▶ [Goal] Update the listing lines starting at "POST /v/point" and ending at "pixel 473 429" by putting "stony foreground" in place of "rocky foreground" wherever it occurs, with everything else unchanged. Leave the pictures out of your answer.

▶ [Information supplied]
........
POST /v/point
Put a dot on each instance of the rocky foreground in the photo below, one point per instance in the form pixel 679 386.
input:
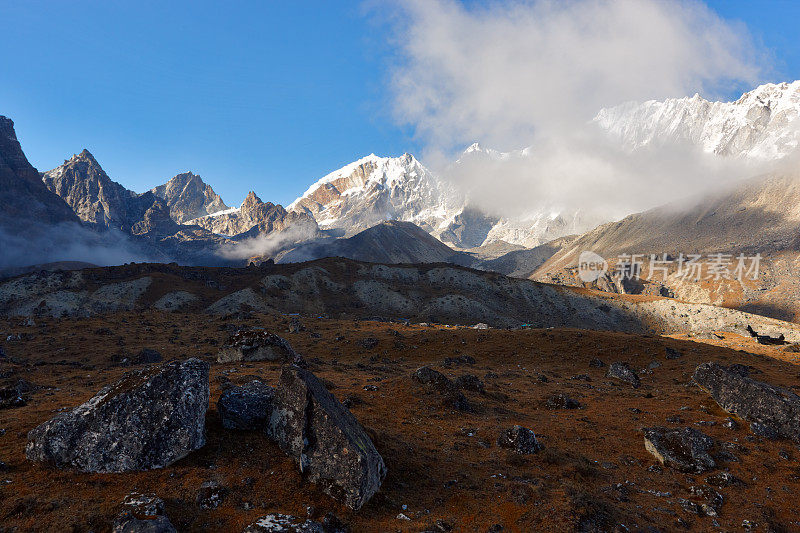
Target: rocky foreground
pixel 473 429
........
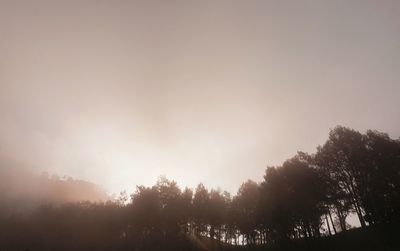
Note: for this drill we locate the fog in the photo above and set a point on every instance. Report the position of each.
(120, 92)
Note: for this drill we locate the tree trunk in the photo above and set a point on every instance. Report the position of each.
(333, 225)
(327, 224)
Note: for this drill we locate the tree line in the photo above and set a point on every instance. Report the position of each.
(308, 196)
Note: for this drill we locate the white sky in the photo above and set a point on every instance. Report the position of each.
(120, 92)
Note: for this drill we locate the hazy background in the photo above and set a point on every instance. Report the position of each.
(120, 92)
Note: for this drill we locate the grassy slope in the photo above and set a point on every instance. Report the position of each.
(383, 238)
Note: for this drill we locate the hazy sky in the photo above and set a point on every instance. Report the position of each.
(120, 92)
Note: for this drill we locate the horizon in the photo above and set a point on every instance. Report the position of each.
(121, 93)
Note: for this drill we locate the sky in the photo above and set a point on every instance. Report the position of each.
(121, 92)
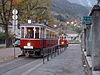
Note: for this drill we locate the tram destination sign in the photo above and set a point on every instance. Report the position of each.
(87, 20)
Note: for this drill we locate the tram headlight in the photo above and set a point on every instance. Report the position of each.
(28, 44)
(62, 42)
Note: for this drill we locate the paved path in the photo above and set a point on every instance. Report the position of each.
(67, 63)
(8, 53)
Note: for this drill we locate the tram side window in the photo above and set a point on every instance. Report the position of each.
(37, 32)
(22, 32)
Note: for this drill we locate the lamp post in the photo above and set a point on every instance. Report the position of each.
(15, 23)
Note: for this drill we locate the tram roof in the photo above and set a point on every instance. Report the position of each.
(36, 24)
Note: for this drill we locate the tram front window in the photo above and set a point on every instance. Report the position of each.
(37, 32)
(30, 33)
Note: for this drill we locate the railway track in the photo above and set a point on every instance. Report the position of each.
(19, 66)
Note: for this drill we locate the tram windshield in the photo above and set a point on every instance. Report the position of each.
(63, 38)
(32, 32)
........
▶ [Full response]
POST /v/point
Put a dot on each instance of the stony foreground in the photo below, one point per instance in the form pixel 679 386.
input:
Target: stony foreground
pixel 473 429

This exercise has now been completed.